▶ Exercise prompt: Begin with the line that holds "of the protest". Output it and all remaining lines of the material, verbatim, ending with the last.

Exercise materials Start Marker

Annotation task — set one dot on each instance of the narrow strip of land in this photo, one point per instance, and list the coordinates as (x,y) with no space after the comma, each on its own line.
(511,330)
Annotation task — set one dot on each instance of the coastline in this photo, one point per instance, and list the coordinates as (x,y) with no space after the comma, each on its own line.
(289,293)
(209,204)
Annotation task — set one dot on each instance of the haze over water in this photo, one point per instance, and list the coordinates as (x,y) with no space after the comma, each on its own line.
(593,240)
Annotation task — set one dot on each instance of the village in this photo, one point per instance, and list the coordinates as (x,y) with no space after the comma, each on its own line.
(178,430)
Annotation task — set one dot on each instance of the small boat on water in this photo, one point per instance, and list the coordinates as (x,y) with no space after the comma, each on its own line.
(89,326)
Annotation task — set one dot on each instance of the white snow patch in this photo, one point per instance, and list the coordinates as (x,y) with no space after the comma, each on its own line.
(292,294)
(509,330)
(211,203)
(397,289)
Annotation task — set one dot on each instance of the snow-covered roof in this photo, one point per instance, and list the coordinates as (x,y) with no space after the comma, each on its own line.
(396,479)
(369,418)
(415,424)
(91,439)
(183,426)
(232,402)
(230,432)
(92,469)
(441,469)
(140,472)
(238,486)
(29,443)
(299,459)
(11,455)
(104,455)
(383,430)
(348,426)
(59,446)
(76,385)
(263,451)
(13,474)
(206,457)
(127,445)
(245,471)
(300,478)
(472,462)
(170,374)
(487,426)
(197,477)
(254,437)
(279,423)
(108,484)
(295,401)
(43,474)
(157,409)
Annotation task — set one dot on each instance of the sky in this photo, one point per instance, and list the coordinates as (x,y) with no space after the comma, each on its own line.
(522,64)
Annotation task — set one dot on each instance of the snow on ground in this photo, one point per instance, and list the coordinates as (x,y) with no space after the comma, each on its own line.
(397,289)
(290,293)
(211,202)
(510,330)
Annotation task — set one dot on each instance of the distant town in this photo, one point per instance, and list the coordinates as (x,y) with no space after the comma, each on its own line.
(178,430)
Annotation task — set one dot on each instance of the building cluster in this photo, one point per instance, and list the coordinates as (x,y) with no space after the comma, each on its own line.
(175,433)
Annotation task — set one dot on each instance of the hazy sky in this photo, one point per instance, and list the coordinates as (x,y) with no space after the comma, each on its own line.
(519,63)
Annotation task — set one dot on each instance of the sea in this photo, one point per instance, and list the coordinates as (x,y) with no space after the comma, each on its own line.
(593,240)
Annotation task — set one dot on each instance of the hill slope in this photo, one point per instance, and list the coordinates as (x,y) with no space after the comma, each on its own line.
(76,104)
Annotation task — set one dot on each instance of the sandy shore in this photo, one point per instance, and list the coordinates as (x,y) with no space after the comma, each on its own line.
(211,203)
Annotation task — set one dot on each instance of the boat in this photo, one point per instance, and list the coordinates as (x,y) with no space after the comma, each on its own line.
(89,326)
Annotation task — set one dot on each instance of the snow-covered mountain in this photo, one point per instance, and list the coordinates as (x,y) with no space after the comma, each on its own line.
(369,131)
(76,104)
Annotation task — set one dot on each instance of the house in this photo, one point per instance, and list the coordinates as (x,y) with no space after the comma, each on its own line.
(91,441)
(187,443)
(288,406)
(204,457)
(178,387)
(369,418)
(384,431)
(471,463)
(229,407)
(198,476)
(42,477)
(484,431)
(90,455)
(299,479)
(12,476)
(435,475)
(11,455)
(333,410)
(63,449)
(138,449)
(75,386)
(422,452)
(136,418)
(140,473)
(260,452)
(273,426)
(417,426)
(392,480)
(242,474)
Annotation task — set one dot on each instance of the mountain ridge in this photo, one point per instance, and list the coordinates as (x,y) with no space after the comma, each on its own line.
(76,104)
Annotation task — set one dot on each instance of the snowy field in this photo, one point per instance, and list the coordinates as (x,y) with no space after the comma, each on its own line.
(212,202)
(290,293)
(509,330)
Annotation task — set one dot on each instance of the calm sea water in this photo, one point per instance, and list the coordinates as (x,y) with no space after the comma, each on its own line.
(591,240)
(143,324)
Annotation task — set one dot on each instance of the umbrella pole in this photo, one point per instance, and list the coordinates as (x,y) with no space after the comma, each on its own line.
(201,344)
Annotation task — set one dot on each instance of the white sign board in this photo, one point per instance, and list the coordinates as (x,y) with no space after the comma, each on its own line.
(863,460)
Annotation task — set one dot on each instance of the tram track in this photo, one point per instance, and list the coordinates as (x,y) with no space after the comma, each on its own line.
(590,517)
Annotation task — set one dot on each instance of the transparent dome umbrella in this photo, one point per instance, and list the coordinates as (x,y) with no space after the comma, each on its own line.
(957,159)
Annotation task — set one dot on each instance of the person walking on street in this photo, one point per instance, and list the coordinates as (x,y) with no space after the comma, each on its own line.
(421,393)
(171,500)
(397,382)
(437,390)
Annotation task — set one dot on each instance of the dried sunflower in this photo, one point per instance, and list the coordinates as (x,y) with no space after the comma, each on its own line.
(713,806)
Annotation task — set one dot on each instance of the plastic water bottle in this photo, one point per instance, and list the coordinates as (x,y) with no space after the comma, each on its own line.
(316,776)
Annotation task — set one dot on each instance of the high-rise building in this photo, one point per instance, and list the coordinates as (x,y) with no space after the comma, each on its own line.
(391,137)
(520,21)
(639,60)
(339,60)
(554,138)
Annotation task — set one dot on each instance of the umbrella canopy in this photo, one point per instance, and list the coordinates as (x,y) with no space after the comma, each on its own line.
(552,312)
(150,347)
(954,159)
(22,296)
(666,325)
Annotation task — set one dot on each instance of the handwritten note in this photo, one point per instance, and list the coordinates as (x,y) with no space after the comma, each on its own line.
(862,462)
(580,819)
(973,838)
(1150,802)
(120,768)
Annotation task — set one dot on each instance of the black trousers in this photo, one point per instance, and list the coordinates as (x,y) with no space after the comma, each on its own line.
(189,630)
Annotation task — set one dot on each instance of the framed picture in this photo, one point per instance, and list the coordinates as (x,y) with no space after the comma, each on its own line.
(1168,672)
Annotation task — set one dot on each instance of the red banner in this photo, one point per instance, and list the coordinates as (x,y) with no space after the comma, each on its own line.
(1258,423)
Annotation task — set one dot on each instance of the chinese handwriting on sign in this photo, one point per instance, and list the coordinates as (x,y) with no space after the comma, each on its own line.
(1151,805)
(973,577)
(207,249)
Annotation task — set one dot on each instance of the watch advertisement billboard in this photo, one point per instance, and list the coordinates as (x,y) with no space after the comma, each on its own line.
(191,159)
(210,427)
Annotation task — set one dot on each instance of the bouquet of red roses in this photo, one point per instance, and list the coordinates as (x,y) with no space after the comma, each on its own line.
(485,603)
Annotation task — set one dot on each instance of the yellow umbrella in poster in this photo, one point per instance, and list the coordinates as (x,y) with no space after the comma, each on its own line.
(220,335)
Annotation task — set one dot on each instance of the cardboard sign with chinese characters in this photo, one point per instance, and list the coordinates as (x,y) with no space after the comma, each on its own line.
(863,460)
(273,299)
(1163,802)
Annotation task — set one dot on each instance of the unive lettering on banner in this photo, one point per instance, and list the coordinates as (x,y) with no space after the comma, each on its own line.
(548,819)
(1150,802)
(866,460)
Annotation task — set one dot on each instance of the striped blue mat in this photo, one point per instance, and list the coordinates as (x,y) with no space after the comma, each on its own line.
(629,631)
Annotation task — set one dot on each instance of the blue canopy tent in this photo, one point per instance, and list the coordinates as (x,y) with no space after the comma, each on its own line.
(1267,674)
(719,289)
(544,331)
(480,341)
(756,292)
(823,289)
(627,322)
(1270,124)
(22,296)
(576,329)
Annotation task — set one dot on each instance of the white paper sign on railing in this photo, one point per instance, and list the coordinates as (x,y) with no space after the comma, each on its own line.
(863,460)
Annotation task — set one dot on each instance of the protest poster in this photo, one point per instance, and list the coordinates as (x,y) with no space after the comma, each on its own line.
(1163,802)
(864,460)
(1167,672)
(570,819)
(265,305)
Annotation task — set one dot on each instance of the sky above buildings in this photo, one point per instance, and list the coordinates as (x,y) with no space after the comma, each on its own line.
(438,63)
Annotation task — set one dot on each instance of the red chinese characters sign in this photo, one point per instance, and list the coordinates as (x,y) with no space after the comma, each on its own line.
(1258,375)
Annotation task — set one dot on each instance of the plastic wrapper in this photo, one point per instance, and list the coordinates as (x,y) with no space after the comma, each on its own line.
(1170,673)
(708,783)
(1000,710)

Exercise materials End Marker

▶ Result for this task:
Annotation task — set one dot on each instance of the protest poster in this photo, one point per instance, and list the coordinates as (x,y) with no space after the comma, each on its own line.
(1163,802)
(864,460)
(1167,672)
(570,819)
(265,305)
Annotation task — set one dot on each instance of the sky above buildings in this photo, one point per instance, and list the coordinates as (x,y) with no space after the comma, each on its own line.
(438,63)
Annotation task — set one dot on each instance of the red chinese characters sign in this photo, one point per instance, and list the coordinates as (x,y) with no space after the comma, each on its own line.
(1258,375)
Annotation task — set one dot on each instance of the plastic wrapper in this photo, one point per instance, and list the coordinates as (x,y) with no space after the comma, each on its own line.
(1170,673)
(708,783)
(1000,710)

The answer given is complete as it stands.